• [Supplied information]:
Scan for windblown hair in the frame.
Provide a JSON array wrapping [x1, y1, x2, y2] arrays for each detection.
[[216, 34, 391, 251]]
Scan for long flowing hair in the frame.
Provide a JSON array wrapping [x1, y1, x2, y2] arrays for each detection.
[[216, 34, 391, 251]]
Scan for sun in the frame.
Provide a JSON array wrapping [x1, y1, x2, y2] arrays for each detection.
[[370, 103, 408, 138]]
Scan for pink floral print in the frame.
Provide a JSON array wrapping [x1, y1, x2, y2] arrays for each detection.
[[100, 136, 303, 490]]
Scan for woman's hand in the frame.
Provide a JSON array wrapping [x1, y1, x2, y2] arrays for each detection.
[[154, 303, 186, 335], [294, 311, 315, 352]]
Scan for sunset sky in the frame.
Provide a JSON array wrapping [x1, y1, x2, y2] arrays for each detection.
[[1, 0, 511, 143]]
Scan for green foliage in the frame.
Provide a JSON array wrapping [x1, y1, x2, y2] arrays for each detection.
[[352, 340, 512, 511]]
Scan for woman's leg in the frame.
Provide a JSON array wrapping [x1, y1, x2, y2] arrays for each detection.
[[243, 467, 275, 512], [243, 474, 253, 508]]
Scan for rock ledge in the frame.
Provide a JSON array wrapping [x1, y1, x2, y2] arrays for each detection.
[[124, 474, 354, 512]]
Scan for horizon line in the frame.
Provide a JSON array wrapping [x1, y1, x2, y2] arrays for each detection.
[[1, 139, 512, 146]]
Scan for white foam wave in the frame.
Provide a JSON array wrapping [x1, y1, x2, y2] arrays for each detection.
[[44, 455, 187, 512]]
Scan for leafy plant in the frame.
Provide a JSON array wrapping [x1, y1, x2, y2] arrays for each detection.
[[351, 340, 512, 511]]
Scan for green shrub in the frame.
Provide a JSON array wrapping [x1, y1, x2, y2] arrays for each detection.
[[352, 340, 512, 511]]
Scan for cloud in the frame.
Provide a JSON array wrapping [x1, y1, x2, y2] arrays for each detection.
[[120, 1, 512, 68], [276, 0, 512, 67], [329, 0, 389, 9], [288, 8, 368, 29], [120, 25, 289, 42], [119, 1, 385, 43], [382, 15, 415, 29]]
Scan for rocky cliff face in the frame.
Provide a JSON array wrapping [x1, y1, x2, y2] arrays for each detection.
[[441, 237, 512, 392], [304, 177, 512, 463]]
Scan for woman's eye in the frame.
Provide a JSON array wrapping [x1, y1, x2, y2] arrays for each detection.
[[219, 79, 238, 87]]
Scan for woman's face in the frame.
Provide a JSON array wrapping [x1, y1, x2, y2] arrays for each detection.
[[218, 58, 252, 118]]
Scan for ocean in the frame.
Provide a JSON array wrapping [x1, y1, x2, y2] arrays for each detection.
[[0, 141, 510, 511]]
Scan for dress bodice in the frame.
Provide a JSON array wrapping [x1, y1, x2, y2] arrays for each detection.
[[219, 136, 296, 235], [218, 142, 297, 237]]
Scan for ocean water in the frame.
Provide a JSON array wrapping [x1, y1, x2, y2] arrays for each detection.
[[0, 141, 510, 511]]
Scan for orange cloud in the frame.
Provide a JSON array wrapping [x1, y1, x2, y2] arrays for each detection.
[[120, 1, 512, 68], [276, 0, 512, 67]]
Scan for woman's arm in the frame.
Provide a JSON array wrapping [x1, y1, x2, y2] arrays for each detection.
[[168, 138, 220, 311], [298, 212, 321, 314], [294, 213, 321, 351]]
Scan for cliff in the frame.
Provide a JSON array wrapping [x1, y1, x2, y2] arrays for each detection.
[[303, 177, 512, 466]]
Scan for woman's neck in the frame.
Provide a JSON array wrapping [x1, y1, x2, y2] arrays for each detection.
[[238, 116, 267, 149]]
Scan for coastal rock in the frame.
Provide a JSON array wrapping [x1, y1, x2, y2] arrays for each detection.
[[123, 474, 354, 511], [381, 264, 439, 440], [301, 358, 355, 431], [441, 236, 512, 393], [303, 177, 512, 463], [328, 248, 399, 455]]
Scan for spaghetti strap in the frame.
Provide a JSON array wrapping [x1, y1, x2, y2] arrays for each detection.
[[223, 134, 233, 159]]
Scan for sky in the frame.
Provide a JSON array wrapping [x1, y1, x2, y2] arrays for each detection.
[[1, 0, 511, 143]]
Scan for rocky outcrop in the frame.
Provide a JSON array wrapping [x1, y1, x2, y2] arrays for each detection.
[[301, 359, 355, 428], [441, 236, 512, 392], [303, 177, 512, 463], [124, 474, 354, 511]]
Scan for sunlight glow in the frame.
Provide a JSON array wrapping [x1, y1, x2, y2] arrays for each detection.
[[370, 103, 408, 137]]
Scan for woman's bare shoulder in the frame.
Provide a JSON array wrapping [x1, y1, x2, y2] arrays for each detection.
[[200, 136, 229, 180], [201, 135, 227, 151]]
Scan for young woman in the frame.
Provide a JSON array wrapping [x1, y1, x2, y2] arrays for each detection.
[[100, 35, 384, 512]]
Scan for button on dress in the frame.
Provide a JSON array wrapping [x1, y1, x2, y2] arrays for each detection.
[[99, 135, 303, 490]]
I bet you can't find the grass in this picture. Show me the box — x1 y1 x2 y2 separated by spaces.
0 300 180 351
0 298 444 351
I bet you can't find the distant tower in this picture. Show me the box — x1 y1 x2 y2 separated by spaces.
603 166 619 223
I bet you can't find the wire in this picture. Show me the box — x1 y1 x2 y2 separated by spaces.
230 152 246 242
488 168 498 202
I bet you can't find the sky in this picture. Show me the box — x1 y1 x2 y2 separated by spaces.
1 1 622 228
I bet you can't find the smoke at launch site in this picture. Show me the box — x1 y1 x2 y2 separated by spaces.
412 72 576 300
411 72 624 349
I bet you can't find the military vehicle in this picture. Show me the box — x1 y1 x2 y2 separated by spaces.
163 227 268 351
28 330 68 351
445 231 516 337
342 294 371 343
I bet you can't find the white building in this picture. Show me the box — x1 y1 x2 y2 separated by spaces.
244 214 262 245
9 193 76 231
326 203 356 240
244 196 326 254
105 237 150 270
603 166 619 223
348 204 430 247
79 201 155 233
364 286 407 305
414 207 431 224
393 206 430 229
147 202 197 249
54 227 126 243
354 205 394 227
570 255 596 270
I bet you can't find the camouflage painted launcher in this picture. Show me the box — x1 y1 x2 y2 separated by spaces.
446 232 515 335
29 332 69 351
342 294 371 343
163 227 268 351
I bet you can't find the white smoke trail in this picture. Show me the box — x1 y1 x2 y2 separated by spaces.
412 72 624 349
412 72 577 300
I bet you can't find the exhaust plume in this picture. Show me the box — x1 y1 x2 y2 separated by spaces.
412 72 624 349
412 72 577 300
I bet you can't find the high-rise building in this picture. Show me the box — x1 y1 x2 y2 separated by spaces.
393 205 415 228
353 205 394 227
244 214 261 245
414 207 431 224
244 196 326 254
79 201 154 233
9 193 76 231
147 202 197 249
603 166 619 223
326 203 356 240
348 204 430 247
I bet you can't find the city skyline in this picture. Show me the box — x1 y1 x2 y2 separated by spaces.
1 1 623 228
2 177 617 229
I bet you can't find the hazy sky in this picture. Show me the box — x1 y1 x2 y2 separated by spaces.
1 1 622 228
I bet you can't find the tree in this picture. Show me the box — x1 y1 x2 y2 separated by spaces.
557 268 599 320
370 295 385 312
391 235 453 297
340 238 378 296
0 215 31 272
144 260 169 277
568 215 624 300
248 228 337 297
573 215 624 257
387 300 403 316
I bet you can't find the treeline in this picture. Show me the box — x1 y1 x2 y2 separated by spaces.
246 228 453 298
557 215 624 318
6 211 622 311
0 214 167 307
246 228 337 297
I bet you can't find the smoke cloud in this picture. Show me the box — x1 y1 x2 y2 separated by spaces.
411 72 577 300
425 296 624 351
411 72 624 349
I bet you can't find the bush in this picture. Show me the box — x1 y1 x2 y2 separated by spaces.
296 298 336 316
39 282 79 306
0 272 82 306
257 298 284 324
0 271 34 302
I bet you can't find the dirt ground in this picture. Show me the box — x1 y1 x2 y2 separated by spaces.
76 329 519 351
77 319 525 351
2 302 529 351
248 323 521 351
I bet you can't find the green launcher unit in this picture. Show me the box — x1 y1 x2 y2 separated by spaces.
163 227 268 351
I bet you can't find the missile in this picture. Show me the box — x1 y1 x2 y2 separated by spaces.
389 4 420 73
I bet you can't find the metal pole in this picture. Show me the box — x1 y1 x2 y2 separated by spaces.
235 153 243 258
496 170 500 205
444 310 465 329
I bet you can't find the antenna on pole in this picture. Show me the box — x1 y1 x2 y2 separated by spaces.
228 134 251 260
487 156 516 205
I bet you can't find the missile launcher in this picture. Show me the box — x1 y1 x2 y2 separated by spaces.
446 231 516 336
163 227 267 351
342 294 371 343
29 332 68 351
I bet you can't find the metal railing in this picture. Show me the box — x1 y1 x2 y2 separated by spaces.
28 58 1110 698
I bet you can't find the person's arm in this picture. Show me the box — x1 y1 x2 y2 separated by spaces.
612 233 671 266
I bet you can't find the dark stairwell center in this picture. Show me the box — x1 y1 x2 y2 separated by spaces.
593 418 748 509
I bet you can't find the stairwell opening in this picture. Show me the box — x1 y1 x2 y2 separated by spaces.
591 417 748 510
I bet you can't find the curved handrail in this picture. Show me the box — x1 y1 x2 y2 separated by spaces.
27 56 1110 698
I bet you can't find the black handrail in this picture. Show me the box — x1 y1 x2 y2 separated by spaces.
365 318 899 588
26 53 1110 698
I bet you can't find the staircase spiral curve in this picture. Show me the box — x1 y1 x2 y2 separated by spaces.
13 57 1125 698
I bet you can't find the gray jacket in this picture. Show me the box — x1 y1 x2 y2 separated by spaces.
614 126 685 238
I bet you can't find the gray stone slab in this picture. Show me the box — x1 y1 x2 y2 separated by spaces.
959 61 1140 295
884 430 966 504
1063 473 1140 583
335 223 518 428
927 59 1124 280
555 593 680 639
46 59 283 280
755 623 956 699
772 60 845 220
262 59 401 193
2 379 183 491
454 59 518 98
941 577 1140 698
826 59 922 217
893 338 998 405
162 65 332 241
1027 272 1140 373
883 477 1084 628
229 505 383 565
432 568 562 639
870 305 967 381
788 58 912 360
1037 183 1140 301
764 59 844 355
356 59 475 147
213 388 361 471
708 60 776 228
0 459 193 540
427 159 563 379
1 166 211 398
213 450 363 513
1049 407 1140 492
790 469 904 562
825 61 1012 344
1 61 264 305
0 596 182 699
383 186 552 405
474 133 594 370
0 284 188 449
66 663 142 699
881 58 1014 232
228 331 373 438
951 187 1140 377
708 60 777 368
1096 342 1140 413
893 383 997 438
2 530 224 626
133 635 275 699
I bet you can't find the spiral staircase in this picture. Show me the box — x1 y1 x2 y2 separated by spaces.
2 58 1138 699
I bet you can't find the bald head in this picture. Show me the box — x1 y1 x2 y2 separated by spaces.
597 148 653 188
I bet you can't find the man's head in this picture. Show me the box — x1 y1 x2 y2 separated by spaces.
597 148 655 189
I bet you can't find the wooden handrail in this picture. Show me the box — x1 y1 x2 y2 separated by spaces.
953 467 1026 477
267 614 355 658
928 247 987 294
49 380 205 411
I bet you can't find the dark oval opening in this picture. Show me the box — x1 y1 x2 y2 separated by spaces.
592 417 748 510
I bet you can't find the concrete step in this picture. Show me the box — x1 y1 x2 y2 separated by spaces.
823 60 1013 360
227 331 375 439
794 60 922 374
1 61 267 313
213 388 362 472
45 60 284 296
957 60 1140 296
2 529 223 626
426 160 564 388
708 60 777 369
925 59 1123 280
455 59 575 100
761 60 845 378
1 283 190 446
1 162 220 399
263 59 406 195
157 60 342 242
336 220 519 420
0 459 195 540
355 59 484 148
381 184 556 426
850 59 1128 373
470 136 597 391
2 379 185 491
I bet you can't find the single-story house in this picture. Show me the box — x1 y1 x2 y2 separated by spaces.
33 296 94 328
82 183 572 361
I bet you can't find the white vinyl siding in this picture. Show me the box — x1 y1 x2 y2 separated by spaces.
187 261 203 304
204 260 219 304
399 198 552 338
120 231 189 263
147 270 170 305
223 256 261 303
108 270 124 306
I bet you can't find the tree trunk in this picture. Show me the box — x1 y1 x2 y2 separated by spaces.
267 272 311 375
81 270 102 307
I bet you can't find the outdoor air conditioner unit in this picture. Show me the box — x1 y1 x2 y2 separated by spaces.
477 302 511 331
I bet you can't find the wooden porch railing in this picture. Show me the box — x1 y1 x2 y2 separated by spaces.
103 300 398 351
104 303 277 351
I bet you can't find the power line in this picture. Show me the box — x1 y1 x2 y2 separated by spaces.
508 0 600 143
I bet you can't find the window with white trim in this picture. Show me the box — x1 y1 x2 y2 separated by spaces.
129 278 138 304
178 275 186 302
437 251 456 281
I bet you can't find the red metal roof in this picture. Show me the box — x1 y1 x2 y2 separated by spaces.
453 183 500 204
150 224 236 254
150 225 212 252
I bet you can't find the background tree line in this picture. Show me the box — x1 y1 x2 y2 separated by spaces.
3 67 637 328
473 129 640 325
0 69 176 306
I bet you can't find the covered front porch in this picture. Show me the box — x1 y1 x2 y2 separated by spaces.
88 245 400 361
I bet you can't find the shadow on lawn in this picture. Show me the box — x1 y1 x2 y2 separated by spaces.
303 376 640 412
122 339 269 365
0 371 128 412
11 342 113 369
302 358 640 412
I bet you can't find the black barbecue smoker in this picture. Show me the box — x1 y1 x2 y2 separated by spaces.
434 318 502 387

• [What the task requires]: Reproduce only the lines from the line containing "I bet you can't find the background" to the last line of the material above, both of those lines included.

• [Written answer]:
I bet you can't find the background tree line in this picture. Show me the box — x1 y1 x2 y2 separated by spaces.
3 67 637 328
473 129 640 325
0 69 176 306
I bet you can't find the covered front porch in this picture. Show me the box — x1 y1 x2 y2 separated by spaces.
88 245 400 361
I bet you can't find the shadow on lawn in this picture. Show me the box — x1 y1 x2 y2 separated by spaces.
303 376 640 412
122 339 269 365
0 371 128 412
11 342 113 369
302 358 640 412
I bet you can't find the black barbecue smoker in this picture. Show me the box — x1 y1 x2 y2 separated by spaces.
434 318 502 387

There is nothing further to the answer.